### DOCUMENT TEXT

For broader background, see our pillar guide on online betting laws in Nepal, plus related explainers on why 1xBet is blocked in Nepal and gambling penalties under the Penal Code.
Frequently Asked Questions
Is 1xBet legal in Nepal in 2026?
No. 1xBet remains illegal for Nepali residents in 2026. Online betting is prohibited under the National Penal Code, 2017, and 1xBet holds no Nepali licence. Recent prosecutions confirm authorities continue to enforce the ban.
Can I go to jail for using 1xBet in Nepal?
Yes, it is possible. A first gambling offence can carry up to three months’ imprisonment or a fine up to NPR 30,000, with heavier penalties for repeat offences. Promoting or facilitating betting can add cybercrime and financial charges.
Is using a VPN to access 1xBet legal in Nepal?
No. Accessing banned betting platforms via VPN or proxy does not make participation lawful. Nepali law applies to the act of betting from Nepal regardless of how the connection is routed.
Does 1xBet accept Nepali Rupees?
The platform does not operate as a licensed service for Nepal, and deposits typically route through informal agents and digital wallets rather than official NPR channels — an arrangement that carries fraud and money-laundering risk.
Is it safe to use 1xBet in Nepal?
No. Beyond being illegal, there is no Nepali regulator protecting users, so there is no recourse for frozen funds or refused withdrawals. The combination of legal, financial and fraud exposure makes it unsafe.
What betting or gambling is legal in Nepal?
Very little for residents. Licensed casinos serve foreign tourists only, and Nepali citizens may not gamble in them. Government-approved lotteries and small-stakes festival games are the main lawful exceptions; there is no legal online betting for residents.
Why does 1xBet still appear online if it is banned?
Blocking orders are hard to enforce completely, and the operator and its agents constantly create new mirror links and accounts. Availability is an enforcement gap, not a sign that the platform is permitted.

######

> _WORK TASK 1_
Locate each line of the rows below that contains the string "clicks", and copy those lines. Case counts.

### STORED DATA

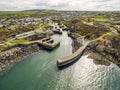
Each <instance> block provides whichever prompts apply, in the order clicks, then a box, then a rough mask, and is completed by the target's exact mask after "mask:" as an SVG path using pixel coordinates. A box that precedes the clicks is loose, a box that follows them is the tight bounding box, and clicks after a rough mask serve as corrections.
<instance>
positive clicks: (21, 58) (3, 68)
mask: <svg viewBox="0 0 120 90" xmlns="http://www.w3.org/2000/svg"><path fill="white" fill-rule="evenodd" d="M39 50H41V48H40V47H39V45H38V44H37V43H34V44H29V45H20V46H19V47H16V48H13V49H10V50H8V51H6V52H5V53H4V54H1V55H0V72H2V71H4V70H5V69H6V68H7V67H8V66H9V65H11V64H13V63H15V62H18V61H20V60H23V58H25V57H27V56H29V55H30V54H33V53H34V52H38V51H39Z"/></svg>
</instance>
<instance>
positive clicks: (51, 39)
mask: <svg viewBox="0 0 120 90" xmlns="http://www.w3.org/2000/svg"><path fill="white" fill-rule="evenodd" d="M37 43H38V44H39V45H41V46H42V47H43V48H45V49H48V50H52V49H54V48H55V47H57V46H59V45H60V42H57V43H54V40H52V39H51V38H49V37H47V38H44V39H42V40H39V41H37Z"/></svg>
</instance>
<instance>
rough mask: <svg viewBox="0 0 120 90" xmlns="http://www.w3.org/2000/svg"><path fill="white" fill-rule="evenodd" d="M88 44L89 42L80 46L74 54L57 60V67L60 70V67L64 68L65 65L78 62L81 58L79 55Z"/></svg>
mask: <svg viewBox="0 0 120 90" xmlns="http://www.w3.org/2000/svg"><path fill="white" fill-rule="evenodd" d="M88 44H89V42H85V43H84V45H83V46H81V47H80V48H79V49H78V50H76V52H74V53H73V54H71V55H69V56H66V57H64V58H61V59H58V60H57V67H58V68H60V67H63V66H66V65H68V64H70V63H72V62H74V61H76V60H78V59H79V58H80V57H81V55H82V54H83V52H84V50H85V48H86V47H87V45H88Z"/></svg>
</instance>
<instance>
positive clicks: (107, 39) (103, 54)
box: [87, 38, 120, 65]
mask: <svg viewBox="0 0 120 90" xmlns="http://www.w3.org/2000/svg"><path fill="white" fill-rule="evenodd" d="M112 40H113V38H112V39H104V40H102V41H100V40H99V41H95V42H91V43H90V44H89V45H88V48H87V49H88V51H91V54H90V57H91V58H93V59H94V62H95V63H96V64H104V65H109V64H110V62H113V63H115V64H117V65H120V57H119V56H120V47H119V43H120V41H119V40H118V41H117V40H116V41H115V40H114V41H112ZM115 43H117V44H116V45H114V44H115Z"/></svg>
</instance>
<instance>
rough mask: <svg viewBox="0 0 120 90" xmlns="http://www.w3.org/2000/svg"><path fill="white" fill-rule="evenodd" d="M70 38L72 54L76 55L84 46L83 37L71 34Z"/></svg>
mask: <svg viewBox="0 0 120 90" xmlns="http://www.w3.org/2000/svg"><path fill="white" fill-rule="evenodd" d="M69 36H70V37H71V38H72V40H73V41H72V52H73V53H74V52H75V51H76V50H77V49H78V48H79V47H81V46H82V43H83V42H82V37H81V36H80V35H76V34H73V33H71V34H69Z"/></svg>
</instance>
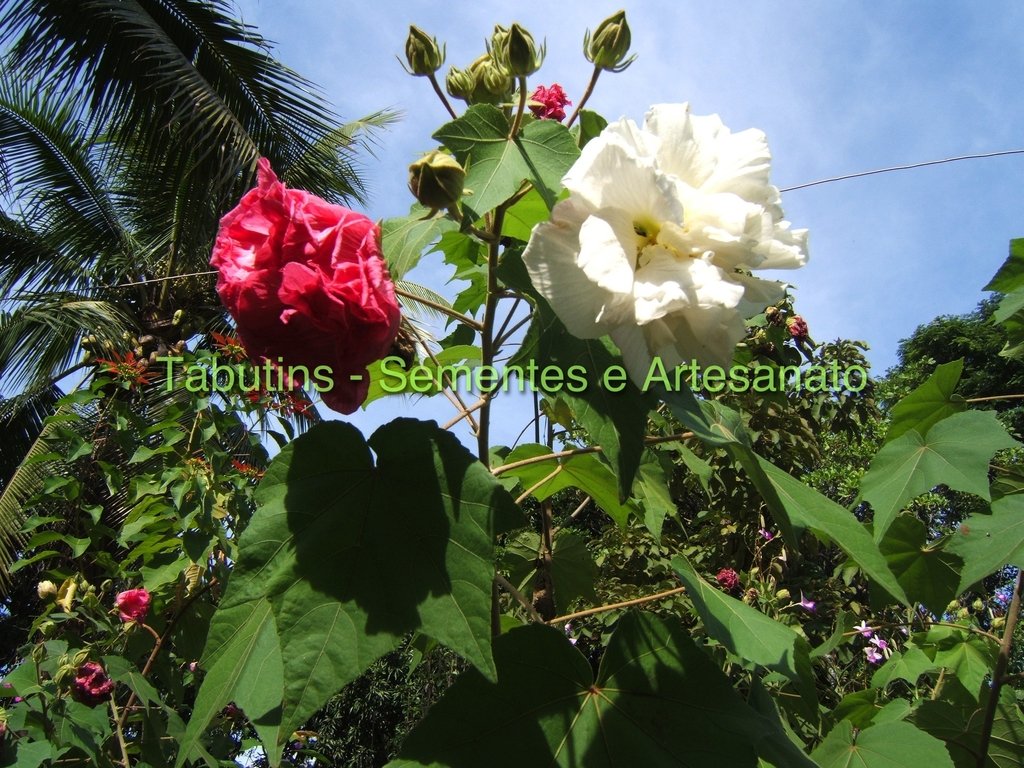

######

> _WORK TASK 2_
Quote everything in the 1xBet FAQ above from "No. Accessing banned" down to "use 1xBet in Nepal?".

> _WRITTEN RESPONSE 1_
Each <instance> block provides whichever prompts apply, in the order clicks, then a box, then a rough mask, and is completed by the target's exact mask after "mask:" as an SVG path using pixel coordinates. A box that precedes the clicks is loose, a box that follows them is the tight bounding box, and clicks after a rough mask serve as corrections.
positive clicks: (21, 58) (3, 68)
positive clicks: (51, 39)
positive clicks: (107, 39) (103, 54)

> _WRITTEN RESPONSE 2_
No. Accessing banned betting platforms via VPN or proxy does not make participation lawful. Nepali law applies to the act of betting from Nepal regardless of how the connection is routed.
Does 1xBet accept Nepali Rupees?
The platform does not operate as a licensed service for Nepal, and deposits typically route through informal agents and digital wallets rather than official NPR channels — an arrangement that carries fraud and money-laundering risk.
Is it safe to use 1xBet in Nepal?